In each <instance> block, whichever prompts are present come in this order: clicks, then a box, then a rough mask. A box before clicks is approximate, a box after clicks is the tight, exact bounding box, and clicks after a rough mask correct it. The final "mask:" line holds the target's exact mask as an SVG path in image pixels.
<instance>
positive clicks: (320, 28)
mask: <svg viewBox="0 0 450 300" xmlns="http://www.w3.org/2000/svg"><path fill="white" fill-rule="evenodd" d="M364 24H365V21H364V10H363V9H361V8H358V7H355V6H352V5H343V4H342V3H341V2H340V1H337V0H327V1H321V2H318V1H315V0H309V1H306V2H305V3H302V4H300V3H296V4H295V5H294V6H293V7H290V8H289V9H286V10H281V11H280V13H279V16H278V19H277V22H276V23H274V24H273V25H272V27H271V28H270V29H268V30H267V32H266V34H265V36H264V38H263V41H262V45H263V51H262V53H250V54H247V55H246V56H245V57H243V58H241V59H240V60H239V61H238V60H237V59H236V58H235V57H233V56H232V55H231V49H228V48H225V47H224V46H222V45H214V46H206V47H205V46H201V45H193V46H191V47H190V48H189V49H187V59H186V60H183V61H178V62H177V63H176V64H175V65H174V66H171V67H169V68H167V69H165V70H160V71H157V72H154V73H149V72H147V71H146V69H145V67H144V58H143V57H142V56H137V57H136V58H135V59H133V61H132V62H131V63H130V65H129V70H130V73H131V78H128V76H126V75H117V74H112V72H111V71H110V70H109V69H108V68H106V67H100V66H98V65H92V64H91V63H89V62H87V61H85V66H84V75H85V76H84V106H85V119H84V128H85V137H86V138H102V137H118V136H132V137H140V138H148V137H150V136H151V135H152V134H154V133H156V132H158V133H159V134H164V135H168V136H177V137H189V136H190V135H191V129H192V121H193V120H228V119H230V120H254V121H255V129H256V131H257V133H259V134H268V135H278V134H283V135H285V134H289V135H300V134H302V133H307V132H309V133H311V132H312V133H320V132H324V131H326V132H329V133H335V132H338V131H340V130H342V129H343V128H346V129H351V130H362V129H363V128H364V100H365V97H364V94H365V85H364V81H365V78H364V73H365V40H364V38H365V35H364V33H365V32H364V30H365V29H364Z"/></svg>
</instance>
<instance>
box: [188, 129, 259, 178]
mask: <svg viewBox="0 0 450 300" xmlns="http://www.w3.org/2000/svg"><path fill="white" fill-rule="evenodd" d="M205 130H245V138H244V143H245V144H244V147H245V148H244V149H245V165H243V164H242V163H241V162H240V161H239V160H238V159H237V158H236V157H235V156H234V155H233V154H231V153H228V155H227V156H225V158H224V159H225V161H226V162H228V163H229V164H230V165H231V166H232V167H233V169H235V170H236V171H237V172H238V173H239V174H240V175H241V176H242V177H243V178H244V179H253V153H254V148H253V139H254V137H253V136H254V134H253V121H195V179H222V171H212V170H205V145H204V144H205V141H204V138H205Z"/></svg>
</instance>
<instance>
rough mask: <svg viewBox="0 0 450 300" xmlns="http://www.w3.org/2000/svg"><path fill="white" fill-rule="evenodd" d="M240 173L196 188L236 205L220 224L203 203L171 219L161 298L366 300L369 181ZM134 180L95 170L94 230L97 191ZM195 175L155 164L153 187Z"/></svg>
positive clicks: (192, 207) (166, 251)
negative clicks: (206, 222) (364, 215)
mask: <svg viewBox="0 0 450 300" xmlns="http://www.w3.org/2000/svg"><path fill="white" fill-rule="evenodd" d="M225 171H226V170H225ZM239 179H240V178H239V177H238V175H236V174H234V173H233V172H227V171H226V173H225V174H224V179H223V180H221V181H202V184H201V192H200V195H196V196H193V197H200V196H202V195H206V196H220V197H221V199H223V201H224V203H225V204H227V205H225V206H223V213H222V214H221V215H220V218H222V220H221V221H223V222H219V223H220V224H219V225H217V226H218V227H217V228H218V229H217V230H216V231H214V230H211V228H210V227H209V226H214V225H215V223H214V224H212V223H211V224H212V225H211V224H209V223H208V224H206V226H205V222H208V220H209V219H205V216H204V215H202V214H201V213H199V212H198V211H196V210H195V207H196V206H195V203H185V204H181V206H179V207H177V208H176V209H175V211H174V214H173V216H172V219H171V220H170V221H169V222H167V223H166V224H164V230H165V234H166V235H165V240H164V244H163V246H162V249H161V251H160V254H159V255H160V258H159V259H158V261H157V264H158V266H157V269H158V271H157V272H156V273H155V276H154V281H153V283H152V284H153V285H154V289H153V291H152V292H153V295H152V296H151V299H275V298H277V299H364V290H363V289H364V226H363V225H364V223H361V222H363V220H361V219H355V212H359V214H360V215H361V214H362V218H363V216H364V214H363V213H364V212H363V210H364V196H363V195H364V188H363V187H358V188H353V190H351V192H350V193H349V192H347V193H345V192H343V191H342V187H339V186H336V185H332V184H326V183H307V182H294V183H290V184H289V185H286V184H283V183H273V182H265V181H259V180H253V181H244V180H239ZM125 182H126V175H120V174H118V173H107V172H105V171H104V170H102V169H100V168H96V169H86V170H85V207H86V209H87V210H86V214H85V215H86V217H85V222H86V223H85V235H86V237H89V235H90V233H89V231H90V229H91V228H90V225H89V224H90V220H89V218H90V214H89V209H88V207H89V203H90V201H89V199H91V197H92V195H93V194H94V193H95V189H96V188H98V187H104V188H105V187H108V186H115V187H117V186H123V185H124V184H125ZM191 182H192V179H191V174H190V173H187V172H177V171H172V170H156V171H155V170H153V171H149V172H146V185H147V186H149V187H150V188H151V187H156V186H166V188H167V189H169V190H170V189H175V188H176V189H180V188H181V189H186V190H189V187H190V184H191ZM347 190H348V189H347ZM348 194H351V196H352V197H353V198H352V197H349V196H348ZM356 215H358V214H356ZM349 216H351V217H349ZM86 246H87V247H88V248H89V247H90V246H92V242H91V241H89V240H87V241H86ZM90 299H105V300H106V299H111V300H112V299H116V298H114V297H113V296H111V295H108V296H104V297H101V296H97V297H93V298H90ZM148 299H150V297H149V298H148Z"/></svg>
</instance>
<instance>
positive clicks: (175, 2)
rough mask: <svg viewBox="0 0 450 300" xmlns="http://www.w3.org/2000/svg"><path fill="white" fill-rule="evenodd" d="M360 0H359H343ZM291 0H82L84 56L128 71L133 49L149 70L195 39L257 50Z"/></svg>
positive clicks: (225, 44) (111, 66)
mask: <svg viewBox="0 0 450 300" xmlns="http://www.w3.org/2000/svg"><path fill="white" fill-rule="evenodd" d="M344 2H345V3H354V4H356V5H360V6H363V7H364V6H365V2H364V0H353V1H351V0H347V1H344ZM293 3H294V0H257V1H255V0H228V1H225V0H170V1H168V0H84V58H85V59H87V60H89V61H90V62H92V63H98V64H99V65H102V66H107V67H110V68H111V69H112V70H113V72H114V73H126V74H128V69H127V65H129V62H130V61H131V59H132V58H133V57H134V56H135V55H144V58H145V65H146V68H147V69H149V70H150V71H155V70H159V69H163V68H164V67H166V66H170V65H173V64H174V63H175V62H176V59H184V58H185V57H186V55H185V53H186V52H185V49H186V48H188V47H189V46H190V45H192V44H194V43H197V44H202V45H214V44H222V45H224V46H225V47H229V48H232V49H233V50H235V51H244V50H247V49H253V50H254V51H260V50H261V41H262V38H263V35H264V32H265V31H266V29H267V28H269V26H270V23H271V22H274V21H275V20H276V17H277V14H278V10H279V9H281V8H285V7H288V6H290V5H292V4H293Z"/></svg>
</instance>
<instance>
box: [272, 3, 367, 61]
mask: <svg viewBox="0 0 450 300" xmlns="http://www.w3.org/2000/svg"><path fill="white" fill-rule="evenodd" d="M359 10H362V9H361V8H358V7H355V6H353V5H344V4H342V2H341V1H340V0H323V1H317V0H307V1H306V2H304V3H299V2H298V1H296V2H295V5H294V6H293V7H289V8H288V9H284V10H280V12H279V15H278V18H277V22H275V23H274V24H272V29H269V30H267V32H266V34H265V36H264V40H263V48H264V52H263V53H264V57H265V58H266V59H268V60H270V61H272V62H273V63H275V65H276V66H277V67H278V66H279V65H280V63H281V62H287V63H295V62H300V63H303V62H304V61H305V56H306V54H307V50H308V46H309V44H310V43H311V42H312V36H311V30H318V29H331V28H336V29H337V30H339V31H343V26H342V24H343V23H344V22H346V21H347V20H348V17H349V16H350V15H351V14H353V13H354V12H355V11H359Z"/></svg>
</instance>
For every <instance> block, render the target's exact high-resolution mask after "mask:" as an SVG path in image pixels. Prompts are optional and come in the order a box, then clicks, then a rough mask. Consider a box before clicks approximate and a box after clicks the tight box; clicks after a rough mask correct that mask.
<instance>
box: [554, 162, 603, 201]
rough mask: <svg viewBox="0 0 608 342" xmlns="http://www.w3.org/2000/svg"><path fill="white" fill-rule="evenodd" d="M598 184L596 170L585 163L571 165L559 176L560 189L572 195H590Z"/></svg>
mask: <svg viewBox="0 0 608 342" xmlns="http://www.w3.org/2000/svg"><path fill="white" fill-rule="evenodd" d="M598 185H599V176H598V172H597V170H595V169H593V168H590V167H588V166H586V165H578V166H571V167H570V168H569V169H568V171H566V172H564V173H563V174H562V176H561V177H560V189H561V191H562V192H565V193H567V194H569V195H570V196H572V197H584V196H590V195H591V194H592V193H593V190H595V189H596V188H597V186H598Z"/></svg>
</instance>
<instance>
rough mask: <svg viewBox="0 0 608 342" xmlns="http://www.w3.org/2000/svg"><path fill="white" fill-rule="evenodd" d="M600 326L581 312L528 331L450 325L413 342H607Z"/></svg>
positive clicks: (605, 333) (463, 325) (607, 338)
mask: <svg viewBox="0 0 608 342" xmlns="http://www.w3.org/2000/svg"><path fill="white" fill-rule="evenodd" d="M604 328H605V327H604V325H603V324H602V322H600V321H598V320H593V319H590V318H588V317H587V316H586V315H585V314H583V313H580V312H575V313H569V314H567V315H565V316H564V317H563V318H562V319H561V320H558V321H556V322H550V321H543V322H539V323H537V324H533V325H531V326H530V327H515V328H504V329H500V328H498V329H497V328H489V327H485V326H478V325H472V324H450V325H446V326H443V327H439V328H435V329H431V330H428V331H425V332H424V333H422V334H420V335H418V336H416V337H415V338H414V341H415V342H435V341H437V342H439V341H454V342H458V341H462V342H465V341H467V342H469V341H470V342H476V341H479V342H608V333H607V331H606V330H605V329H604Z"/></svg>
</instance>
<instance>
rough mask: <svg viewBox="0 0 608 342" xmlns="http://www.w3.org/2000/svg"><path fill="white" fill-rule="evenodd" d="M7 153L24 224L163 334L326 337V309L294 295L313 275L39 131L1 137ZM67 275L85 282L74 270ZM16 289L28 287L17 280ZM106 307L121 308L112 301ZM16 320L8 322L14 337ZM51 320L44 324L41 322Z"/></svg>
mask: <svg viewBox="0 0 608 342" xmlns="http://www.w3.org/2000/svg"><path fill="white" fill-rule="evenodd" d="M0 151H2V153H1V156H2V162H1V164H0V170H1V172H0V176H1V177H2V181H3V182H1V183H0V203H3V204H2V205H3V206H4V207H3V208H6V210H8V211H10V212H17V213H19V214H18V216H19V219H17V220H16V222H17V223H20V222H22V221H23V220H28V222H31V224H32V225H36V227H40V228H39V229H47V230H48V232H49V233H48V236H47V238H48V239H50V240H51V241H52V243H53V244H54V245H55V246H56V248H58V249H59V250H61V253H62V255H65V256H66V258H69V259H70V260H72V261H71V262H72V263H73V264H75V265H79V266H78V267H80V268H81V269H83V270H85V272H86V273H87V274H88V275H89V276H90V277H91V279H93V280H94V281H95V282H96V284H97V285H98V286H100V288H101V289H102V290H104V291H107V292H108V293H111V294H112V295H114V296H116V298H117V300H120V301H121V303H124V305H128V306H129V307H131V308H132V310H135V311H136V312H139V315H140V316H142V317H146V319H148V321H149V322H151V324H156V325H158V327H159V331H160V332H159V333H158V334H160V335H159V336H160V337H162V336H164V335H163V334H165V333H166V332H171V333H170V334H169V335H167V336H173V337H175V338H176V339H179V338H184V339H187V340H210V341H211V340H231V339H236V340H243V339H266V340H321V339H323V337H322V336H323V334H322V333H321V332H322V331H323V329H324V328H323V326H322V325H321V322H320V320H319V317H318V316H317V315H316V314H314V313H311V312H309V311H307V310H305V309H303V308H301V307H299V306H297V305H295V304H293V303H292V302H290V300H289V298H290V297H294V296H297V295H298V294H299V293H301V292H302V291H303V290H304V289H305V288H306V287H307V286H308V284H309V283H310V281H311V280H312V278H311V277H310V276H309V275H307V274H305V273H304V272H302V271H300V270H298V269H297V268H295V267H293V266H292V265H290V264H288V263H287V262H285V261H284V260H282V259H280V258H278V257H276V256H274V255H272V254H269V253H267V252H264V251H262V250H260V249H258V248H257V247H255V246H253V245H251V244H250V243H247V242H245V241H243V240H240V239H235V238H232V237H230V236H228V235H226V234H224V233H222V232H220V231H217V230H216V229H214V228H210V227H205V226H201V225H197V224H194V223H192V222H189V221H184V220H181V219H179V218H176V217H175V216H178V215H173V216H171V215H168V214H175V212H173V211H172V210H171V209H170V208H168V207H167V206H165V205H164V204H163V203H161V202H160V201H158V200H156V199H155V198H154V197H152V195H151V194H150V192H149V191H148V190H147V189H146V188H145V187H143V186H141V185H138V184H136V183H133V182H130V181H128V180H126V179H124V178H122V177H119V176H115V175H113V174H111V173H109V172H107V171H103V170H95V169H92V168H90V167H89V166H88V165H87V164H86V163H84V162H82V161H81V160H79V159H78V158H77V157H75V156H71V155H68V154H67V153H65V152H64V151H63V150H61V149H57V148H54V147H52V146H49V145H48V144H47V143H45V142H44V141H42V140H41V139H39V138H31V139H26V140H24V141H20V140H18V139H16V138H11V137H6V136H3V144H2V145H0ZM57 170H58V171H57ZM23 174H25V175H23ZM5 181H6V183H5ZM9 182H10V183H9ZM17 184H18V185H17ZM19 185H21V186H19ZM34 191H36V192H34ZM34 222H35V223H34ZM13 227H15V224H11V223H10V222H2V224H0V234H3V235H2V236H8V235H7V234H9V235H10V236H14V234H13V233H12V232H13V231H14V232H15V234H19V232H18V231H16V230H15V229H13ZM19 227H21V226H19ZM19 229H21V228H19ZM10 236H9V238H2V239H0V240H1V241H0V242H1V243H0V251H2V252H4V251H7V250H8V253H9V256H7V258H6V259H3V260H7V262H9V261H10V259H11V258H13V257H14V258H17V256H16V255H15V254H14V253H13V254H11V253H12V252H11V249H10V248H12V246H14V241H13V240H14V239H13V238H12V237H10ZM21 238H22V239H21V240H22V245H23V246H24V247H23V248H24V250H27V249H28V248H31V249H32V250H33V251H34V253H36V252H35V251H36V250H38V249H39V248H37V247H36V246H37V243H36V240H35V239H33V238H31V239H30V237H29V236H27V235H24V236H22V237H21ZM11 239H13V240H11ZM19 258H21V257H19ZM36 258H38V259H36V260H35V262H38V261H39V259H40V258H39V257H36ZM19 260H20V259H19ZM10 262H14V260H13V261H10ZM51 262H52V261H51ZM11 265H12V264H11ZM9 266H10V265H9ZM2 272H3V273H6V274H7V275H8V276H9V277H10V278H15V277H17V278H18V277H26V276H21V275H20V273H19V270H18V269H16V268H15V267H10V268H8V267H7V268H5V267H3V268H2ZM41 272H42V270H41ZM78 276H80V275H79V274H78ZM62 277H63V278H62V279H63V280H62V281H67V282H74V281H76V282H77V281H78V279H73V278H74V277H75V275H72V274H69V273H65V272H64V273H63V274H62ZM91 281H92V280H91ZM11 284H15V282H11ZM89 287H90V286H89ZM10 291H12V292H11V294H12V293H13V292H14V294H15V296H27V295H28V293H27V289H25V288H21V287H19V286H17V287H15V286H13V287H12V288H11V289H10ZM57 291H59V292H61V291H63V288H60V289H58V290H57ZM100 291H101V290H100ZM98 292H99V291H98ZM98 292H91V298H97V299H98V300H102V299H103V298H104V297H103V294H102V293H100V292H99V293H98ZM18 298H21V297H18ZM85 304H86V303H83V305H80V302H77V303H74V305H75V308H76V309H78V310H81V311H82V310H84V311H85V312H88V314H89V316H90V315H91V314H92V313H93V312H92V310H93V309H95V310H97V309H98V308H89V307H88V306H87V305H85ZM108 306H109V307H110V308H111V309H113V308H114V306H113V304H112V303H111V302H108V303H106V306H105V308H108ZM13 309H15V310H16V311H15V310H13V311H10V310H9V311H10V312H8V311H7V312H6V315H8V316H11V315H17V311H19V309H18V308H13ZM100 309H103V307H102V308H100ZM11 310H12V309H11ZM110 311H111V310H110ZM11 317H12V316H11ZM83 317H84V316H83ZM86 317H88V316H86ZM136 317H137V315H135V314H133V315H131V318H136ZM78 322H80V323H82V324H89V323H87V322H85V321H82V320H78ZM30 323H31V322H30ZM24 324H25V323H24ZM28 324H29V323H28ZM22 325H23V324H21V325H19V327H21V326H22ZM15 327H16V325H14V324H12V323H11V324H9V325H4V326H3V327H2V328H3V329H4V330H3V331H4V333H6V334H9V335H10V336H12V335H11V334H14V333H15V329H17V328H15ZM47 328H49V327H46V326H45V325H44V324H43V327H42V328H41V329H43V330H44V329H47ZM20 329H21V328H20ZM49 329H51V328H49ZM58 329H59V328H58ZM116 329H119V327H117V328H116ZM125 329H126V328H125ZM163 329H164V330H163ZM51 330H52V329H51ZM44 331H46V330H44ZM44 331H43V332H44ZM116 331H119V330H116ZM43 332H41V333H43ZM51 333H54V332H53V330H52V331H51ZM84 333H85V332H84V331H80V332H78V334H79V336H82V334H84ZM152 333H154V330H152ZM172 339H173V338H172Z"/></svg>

++++++++++

PROBLEM REQUIREMENTS:
Return the records verbatim from the start through the line that contains "positive clicks: (320, 28)", including that line.

WRITTEN REPLY:
In each <instance> block, whichever prompts are present come in this order: clicks, then a box, then a rough mask. A box before clicks is approximate, a box after clicks is the tight, exact bounding box, and clicks after a rough mask correct it. The final "mask:" line holds the target's exact mask as an SVG path in image pixels.
<instance>
positive clicks: (320, 28)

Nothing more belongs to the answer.